(Dataset rows on where objects appear)
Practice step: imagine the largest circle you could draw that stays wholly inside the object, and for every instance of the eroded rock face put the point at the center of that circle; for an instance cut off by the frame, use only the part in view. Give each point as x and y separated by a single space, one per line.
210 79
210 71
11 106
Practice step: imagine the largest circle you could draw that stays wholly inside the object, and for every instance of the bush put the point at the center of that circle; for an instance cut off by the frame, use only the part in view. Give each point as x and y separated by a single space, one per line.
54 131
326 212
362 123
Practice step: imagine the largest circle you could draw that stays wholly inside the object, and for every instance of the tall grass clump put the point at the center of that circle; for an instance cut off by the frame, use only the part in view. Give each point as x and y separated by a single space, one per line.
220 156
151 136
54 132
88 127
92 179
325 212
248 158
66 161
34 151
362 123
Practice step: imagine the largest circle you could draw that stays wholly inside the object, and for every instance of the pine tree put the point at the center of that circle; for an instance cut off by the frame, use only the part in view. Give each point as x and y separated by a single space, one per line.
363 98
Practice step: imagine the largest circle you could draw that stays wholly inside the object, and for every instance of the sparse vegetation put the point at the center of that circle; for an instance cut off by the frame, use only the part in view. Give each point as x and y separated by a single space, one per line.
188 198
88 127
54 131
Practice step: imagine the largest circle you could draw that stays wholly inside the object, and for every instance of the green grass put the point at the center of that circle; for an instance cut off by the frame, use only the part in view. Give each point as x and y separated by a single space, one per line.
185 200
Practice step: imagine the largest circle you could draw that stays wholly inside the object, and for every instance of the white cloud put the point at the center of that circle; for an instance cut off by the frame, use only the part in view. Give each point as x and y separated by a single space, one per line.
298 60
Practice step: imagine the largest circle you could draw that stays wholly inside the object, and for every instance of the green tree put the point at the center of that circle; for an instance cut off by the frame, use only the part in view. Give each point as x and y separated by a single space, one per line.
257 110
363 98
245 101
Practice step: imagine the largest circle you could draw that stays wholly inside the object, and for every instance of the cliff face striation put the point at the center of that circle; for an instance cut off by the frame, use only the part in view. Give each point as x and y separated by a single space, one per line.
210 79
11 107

• _WORK REQUIRED_:
Extract, exactly, the lines above that begin at the line containing "of the sparse" and end at the final line of the records; add no other text.

• _EXPECTED OUTPUT_:
Practice step: imagine the largest circle you could draw that stays wholly inside the object, and for every instance of the sparse vegetation put the point at the center of that circle; for an instance cut off by the frame, use only the part in view. Give each point as x and y separated by a single space, one per line.
188 198
88 127
54 131
Practice step: imagine the largest circle you could draw that stays wholly inside the object, and for every instance of the green grass put the point at the center of that circle; for an instance cut off by the frame, use only the part in view. Give each point as x and y separated by a single space, one per line.
185 200
Practice step: imagine the largest circle you could draw that stays wholly inside the object, and for every instance of the white cloud put the point at the center of that circle; for an instance cut off by the frame, use only the part in view. Give each point as x and y separated by a single space, one per line.
298 60
Practice step: imagine the largest circle you could draw that stays wholly inside the object, and for every instance of the green tree put the point at the center of that circle; for an instance cut off by the frame, use only the part in view. Give each point as x and y separated by a single space, one per line.
257 110
363 98
245 101
Practice step: imagine the largest circle you could draw that stays wholly inside the object, and for every instance of the cliff face striation put the point at the center of that circle; for an instance cut off by the frame, use only the part in view. Give each point as x and y separated by a single space, one per line.
210 79
11 107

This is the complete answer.